Yehuda Meshi-Zahav, former ZAKA head, attempts suicide
Yehuda Meshi-Zahav, accused sex offender and former ZAKA head, attempted to commit suicide Thursday morning.
Medical reports from Shaare Zedek Medical Center in
Jerusalem indicate that he is currently in critical condition, but doctors have
managed to stabilize him.
Emergency services evacuated him to the hospital after
performing life saving treatment at the scene where he had attempted to hang
himself.
Meshi-Zahav, 59, had been accused of sexually assaulting
women and children over a period of decades from his position of power, using
tactics of fear and intimidation to silence his victims.
In March, a police investigation was officially launched,
after an initial report opened a floodgate of abusive accusations against him,
from men, women, and teenage boys and girls of all ages.
Channel 12 was preparing an in-depth investigative article
for the Thursday night news about the sexual assault allegations facing
Meshi-Zahav when the news broke of his attempted suicide.
Rabbi Yuval Sherlow, head of the Ethics Center at the Tzohar
Rabbinical Organization, called on Channel 12 to cancel the program in light of
the recent developments in Meshi-Zahav's condition.
"Investigations about injustices are an essential
action designed to increase the moral path of society," he said. "But
the broadcast of Uvda (Fact) [on Channel 12] tonight while the person the
interrogation is about is fighting for his life will be an immoral and
insensitive step, and therefore should not be broadcast."
Following the investigation, he stepped down as head of the
organization he had founded in 1989 and forfeited the Israel Prize he was set
to receive this year.
Two months prior in January, Meshi-Zahav lost his parents to
the coronavirus, only one month after having lost his brother to the same
disease.
In January, Meshi-Zahav lost his father, Rabbi Menachem
Mendel Meshi-Zahav, while still sitting shiva (the weeklong mourning period)
for his mother Sara Zisl Meshi-Zahav, who had passed away only three days prior
– all this within 30 days of the passing of his brother, Moshe.
________________________
[Required actions]
1: List every person named in the report on the former ZAKA head.
2: From the report on the former ZAKA head, write out the passage that begins with "In March, a" and stops after "of all ages.".
________________________
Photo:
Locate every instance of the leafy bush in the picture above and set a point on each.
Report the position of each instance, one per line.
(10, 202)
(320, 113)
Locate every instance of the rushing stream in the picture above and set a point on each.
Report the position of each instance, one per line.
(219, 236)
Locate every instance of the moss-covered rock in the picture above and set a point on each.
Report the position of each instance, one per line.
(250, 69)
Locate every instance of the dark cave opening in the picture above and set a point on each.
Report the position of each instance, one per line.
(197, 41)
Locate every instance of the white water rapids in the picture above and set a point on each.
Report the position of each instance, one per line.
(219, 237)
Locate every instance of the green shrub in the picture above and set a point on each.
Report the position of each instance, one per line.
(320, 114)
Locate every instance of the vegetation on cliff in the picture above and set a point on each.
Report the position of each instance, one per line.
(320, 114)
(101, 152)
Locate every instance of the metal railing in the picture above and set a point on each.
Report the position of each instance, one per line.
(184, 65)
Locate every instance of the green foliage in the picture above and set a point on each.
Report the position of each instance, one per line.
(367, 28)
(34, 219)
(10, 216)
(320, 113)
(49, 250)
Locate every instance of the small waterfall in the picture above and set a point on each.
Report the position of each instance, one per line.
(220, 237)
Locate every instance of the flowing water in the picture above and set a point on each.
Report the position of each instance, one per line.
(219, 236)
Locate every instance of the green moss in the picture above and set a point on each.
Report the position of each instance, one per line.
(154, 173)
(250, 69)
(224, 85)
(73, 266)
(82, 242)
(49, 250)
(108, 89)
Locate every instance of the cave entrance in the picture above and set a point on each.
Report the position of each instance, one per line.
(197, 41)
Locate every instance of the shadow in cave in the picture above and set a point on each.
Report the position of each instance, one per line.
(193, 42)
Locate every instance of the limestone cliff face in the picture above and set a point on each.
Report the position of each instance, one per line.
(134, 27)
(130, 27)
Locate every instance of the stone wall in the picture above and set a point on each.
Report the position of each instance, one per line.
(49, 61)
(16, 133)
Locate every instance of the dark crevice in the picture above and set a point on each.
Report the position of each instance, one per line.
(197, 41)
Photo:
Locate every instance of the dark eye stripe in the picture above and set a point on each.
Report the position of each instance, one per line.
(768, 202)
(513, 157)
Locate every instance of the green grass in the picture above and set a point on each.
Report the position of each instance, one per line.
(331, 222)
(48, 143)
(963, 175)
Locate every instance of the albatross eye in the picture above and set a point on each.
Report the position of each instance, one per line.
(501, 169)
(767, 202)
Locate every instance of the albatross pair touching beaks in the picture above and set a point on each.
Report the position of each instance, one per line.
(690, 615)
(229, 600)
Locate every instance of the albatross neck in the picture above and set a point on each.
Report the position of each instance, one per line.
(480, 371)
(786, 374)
________________________
[Answers to the problems]
1:
- Yehuda Meshi-Zahav
- Rabbi Yuval Sherlow
- Rabbi Menachem Mendel Meshi-Zahav
- Sara Zisl Meshi-Zahav
- Moshe

2:
In March, a police investigation was officially launched,
after an initial report opened a floodgate of abusive accusations against him,
from men, women, and teenage boys and girls of all ages.